• **Exercise instructions**: Count the lines in the entries below that contain the string "pixels", and reply with that number alone.

== Information supplied

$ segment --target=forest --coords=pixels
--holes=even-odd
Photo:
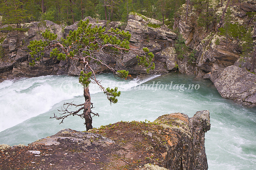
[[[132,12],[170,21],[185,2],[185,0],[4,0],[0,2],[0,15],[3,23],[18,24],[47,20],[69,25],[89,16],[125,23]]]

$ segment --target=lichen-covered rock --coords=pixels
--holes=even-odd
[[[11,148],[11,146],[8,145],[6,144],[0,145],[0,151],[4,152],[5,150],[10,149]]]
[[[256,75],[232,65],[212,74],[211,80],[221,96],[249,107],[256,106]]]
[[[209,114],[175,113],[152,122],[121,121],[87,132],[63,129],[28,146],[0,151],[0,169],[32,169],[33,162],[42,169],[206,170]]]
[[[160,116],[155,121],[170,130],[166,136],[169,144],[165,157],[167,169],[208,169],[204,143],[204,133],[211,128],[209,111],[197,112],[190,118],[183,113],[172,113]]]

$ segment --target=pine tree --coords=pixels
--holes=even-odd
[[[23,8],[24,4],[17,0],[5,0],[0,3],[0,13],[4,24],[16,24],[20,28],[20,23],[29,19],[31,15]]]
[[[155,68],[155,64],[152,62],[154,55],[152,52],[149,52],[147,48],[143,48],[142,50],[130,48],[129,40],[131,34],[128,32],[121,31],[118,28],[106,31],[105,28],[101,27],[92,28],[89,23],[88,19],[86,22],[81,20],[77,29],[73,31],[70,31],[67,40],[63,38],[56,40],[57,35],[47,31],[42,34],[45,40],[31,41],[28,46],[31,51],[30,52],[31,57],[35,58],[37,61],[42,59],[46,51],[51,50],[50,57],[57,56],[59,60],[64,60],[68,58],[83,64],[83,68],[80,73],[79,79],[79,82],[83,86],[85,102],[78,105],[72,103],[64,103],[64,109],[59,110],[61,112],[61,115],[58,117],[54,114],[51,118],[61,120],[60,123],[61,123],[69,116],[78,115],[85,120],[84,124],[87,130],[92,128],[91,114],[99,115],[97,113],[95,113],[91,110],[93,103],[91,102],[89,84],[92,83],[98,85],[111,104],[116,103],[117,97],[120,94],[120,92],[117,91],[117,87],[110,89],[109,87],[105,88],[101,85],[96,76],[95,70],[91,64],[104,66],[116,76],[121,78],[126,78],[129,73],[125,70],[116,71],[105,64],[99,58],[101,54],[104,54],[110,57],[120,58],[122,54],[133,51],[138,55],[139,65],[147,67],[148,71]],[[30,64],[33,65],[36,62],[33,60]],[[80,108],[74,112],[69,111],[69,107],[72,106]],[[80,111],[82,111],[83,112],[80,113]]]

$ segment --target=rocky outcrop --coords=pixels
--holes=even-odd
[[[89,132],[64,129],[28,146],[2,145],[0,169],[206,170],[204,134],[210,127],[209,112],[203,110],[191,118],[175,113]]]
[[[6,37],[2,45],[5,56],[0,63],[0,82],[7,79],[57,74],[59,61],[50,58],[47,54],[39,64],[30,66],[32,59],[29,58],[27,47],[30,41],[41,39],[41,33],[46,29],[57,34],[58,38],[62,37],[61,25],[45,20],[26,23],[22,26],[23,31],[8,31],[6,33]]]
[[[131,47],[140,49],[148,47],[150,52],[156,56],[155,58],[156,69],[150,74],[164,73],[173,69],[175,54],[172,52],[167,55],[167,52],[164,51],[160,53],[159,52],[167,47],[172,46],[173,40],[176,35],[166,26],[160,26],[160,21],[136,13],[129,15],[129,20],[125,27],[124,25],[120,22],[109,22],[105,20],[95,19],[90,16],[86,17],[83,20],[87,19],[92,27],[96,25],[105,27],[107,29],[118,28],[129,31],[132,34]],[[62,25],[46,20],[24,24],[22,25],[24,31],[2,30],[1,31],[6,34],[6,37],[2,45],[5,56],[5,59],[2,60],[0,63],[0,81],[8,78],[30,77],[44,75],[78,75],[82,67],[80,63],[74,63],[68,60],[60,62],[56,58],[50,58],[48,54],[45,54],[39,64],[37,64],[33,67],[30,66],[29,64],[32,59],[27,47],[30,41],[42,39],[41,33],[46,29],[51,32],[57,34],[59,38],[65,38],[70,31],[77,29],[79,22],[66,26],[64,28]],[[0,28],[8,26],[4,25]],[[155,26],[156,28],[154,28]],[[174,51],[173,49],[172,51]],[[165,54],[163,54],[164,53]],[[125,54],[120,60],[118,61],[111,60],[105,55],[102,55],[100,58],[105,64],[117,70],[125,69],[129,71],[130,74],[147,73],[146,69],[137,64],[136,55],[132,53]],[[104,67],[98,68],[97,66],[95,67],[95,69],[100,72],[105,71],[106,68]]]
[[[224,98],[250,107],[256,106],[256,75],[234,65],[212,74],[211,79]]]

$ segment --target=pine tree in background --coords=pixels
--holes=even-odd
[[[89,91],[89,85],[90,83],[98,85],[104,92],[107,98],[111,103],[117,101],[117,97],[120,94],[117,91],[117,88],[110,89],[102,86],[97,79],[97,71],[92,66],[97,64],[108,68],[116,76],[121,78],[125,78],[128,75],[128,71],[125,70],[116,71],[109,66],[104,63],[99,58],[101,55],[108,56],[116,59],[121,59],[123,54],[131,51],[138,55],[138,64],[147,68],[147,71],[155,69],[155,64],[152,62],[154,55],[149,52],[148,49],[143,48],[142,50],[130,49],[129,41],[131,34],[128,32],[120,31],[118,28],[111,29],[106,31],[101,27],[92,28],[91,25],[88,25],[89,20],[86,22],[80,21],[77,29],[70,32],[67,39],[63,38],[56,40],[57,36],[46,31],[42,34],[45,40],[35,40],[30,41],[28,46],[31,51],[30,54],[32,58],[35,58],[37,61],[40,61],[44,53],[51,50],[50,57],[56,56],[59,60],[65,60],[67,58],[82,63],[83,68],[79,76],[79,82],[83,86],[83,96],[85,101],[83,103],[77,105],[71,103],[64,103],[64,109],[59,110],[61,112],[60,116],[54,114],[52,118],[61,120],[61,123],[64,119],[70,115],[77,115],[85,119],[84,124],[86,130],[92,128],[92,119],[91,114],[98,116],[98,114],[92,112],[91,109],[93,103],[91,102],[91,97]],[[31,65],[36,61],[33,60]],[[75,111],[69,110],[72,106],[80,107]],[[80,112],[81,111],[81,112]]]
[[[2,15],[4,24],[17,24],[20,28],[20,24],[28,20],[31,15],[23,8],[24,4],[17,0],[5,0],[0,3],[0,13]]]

====

• **Output below**: 5